Text section =
I went back and bought Facelift after becoming a fan with Dirt and Jar Of Flies, and I think it was an early experience in delving into a band's early work and being underwhelmed. I think I listened to it a couple times before abandoning it for not having more songs as good as "Man In The Box." Returning to it now, though, it holds up better than I expected, especially "It Ain't Like That." But it's funny to think now that the first Alice In Chains album ends with Layne Staley yelling "Sexual Chocolate, baby!" But I definitely think Dirt looms over the other studio albums as the band undeniably operating at the peak of their powers, and a lot of tracks on their are as good as the hits.

Tasks to carry out =
A – Translate this sentence from the passage about the Alice In Chains album Facelift into Spanish: "Returning to it now, though, it holds up better than I expected, especially "It Ain't Like That.""
B – According to the passage about the Alice In Chains album Facelift, why did the writer give up on the album after only a couple of listens? Answer in one to three sentences.
C – Extend the passage about the Alice In Chains album Facelift, picking up after its last sentence.

Data entries =
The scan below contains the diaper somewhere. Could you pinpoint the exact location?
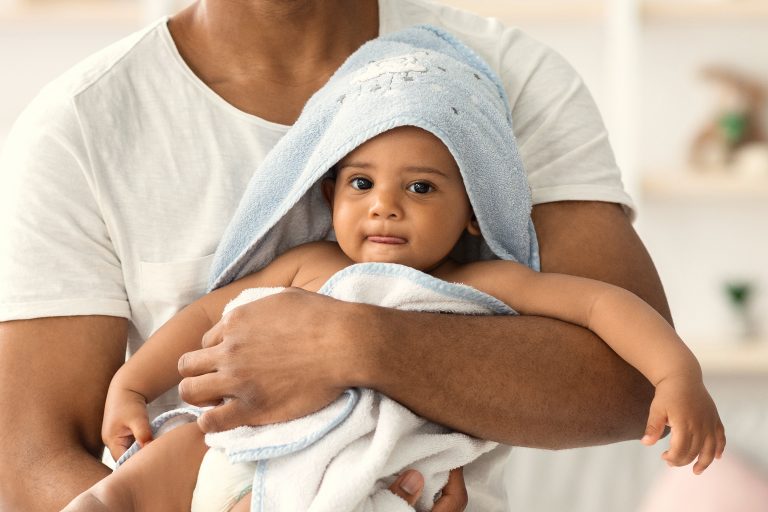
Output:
[190,448,256,512]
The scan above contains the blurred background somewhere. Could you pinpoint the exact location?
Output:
[0,0,768,512]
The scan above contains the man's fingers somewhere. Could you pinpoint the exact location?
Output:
[197,400,243,434]
[432,468,469,512]
[389,469,424,506]
[105,437,133,460]
[201,320,224,348]
[179,373,231,407]
[176,348,220,377]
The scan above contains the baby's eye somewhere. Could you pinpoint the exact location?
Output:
[349,178,373,190]
[408,181,435,194]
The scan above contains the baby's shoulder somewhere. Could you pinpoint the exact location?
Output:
[292,240,353,291]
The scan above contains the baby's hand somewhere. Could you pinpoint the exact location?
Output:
[101,386,152,460]
[641,376,725,475]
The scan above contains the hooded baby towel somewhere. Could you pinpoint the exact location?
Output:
[209,25,538,289]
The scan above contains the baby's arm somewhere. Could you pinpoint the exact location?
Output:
[102,246,312,459]
[453,261,725,473]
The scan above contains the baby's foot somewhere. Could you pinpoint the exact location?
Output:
[61,491,109,512]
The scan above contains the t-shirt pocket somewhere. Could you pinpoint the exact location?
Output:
[133,254,213,339]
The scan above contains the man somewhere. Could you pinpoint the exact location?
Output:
[0,0,669,511]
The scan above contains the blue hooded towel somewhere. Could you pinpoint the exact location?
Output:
[209,25,539,289]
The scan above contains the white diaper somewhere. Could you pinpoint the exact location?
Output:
[190,448,256,512]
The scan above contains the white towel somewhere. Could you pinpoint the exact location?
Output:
[201,263,515,512]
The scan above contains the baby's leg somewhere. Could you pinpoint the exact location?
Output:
[62,423,208,512]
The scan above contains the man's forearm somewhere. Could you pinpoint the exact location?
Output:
[0,448,111,512]
[360,306,653,449]
[0,316,128,512]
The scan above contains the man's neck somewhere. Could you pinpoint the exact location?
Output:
[169,0,378,86]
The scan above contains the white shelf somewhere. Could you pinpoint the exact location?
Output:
[641,0,768,21]
[0,0,144,26]
[441,0,604,25]
[642,169,768,200]
[689,339,768,375]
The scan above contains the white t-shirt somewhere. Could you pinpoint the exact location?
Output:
[0,0,632,510]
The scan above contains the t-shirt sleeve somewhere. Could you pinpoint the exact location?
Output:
[0,87,130,321]
[499,29,634,216]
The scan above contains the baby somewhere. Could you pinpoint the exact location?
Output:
[66,26,725,511]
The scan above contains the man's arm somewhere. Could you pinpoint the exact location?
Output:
[356,202,670,448]
[0,316,127,512]
[179,202,669,448]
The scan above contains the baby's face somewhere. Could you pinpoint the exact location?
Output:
[326,126,479,271]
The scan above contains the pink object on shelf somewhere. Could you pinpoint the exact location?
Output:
[638,454,768,512]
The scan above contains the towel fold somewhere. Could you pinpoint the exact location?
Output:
[206,263,515,512]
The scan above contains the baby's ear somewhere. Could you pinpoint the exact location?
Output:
[320,178,336,210]
[467,213,480,236]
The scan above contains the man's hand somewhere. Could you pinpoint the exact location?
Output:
[179,288,353,432]
[389,468,469,512]
[101,384,152,460]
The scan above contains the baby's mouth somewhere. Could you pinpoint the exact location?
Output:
[366,235,407,245]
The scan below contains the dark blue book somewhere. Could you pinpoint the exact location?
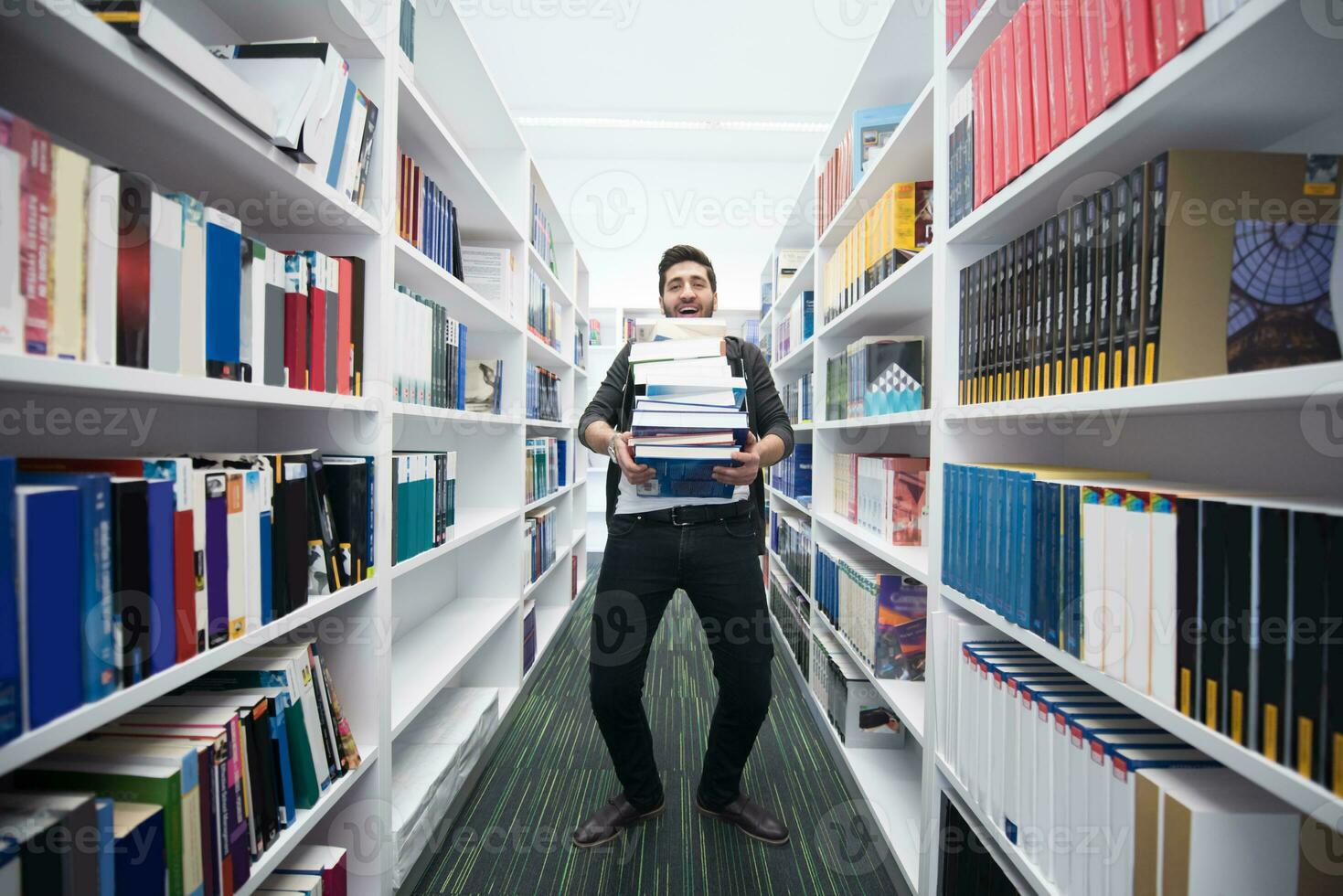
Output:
[19,472,118,702]
[15,485,83,730]
[148,480,177,675]
[0,457,23,746]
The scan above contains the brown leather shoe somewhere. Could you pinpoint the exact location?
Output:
[573,793,667,849]
[694,794,788,847]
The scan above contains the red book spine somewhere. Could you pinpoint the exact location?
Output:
[284,259,307,389]
[336,258,355,395]
[307,264,326,392]
[1151,0,1179,69]
[1010,13,1039,171]
[1097,0,1128,106]
[172,510,196,662]
[985,35,1007,194]
[1171,0,1206,55]
[1059,0,1088,140]
[1077,0,1105,121]
[1122,0,1156,90]
[973,59,994,208]
[997,30,1025,183]
[1026,0,1050,161]
[1040,0,1068,149]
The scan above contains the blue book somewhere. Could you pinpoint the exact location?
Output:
[206,208,243,380]
[148,480,177,675]
[257,510,275,624]
[0,457,23,741]
[112,799,168,896]
[11,472,120,702]
[326,75,351,189]
[15,485,83,731]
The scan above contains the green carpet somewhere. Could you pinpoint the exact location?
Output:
[401,556,894,896]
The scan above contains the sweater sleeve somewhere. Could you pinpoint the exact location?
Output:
[742,343,793,459]
[579,343,631,454]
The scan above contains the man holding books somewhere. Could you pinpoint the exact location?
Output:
[573,246,793,847]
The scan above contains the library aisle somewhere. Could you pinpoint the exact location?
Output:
[400,564,890,896]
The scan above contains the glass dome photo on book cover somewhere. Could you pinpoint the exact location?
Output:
[1226,220,1339,373]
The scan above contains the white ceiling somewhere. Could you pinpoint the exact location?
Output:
[453,0,891,161]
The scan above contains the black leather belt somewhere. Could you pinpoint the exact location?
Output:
[630,501,755,525]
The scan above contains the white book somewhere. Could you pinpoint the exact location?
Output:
[121,0,275,140]
[0,146,20,354]
[47,145,89,361]
[83,165,121,364]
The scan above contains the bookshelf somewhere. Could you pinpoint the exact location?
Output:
[760,0,1343,895]
[0,0,591,896]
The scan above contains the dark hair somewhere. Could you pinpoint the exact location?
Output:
[658,244,719,301]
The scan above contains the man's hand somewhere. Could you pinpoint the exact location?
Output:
[611,432,656,485]
[713,432,760,485]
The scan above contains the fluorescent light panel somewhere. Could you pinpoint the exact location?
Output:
[517,115,830,134]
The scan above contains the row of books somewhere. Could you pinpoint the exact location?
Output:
[522,438,570,504]
[826,336,927,421]
[821,180,933,324]
[773,289,815,358]
[396,153,464,281]
[956,0,1238,219]
[527,364,563,421]
[83,0,378,206]
[392,452,456,563]
[807,630,905,750]
[779,373,811,423]
[959,151,1343,404]
[939,631,1332,896]
[765,570,811,669]
[0,110,364,395]
[0,644,361,896]
[937,794,1019,896]
[0,452,373,743]
[834,454,928,546]
[522,507,560,584]
[527,267,560,349]
[389,283,467,411]
[814,544,928,681]
[529,181,559,274]
[770,509,814,599]
[770,442,811,507]
[943,464,1343,794]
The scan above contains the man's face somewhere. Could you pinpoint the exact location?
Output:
[662,262,719,317]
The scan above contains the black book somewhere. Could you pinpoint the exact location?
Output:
[112,477,152,687]
[1288,510,1329,781]
[1220,504,1254,748]
[1175,498,1205,719]
[1198,501,1226,731]
[1254,507,1291,762]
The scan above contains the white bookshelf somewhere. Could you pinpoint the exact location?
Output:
[760,0,1343,895]
[0,0,591,896]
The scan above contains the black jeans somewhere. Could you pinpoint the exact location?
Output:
[588,513,773,810]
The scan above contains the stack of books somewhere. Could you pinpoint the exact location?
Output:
[630,318,750,498]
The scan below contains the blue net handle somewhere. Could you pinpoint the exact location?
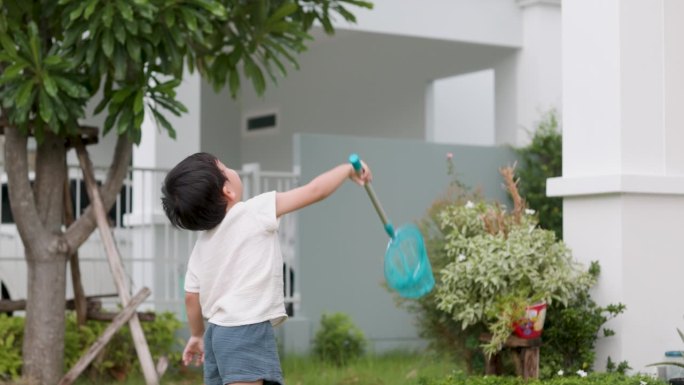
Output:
[349,154,394,238]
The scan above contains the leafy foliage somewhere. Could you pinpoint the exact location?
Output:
[313,313,366,366]
[398,155,624,377]
[516,111,563,239]
[420,372,667,385]
[540,292,625,377]
[0,0,371,143]
[0,313,182,379]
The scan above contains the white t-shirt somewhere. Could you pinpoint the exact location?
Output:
[185,191,287,326]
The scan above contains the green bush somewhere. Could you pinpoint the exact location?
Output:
[540,288,625,378]
[313,313,366,366]
[0,312,182,379]
[404,158,624,377]
[435,168,595,355]
[420,373,667,385]
[516,110,563,239]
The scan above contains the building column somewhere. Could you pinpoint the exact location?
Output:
[547,0,684,372]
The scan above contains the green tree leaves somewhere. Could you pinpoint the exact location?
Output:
[0,0,371,143]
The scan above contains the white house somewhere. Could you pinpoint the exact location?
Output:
[6,0,684,376]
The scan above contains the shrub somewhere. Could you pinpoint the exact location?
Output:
[406,154,624,377]
[0,312,182,379]
[420,373,667,385]
[516,110,563,239]
[435,167,595,355]
[313,313,366,366]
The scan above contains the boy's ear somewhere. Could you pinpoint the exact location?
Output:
[221,183,237,203]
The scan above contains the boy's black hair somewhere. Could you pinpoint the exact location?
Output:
[161,152,228,231]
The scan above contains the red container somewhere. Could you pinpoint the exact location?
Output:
[513,302,546,339]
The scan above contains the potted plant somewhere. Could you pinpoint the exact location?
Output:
[435,167,595,356]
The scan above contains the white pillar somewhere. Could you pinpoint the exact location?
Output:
[547,0,684,372]
[512,0,561,145]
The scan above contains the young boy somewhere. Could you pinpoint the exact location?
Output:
[162,153,372,385]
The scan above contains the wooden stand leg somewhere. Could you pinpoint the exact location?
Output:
[58,287,150,385]
[75,139,159,385]
[522,346,539,379]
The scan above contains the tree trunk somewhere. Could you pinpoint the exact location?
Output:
[22,248,67,385]
[5,125,132,385]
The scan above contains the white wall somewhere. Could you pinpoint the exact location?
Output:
[235,28,515,170]
[338,0,522,47]
[200,81,242,169]
[547,0,684,372]
[426,70,496,146]
[515,0,562,145]
[133,72,202,168]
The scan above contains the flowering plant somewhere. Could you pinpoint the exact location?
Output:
[435,167,595,356]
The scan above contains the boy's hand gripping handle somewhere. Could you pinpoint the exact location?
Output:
[349,154,394,238]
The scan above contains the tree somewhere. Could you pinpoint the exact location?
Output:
[0,0,371,384]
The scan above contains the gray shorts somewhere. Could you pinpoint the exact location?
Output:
[204,321,284,385]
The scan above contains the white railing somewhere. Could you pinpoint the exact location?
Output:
[0,164,300,319]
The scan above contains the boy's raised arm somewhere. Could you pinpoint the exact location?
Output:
[276,163,372,217]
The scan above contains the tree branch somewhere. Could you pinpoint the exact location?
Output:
[3,124,49,256]
[65,135,133,250]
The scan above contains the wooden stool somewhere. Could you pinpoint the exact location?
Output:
[480,333,541,379]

Responses to the exercise =
A – Sin embargo, al volver a escucharlo ahora, se sostiene mejor de lo que esperaba, especialmente "It Ain't Like That".

B – The writer abandoned Facelift because it did not have more songs as good as "Man In The Box." Having come to it after becoming a fan through Dirt and Jar Of Flies, the writer found this early work underwhelming.

C –
I was always a big fan of "What The Hell Have I," the band's single from the Last Action Hero soundtrack, so I was pleased to see that Alice In Chains had a second song on the album that's pretty good. I also wanted to include something from their 1999 box set Music Bank and came across "Died," the final song the band recorded with Layne Staley in 1998, about his girlfriend who died in '96. I find it unbearably sad to contemplate not just how young Staley was when he died at 34 in 2002 but also how much of his final years seemed to be given over completely to addiction. He played his last show with the band almost 6 years before his death and recorded "Died" almost 4 years before his death, and by all accounts he spent his final years mostly alone, wasting away to nothing. It's very easy to romanticize the tragedy of rock stars who died young, especially when it comes to the grunge bands whose gloomy music seemed to foreshadow their fates, and I'm wary of that. But it's definitely hard to listen to Alice In Chains without thinking of how Layne Staley suffered.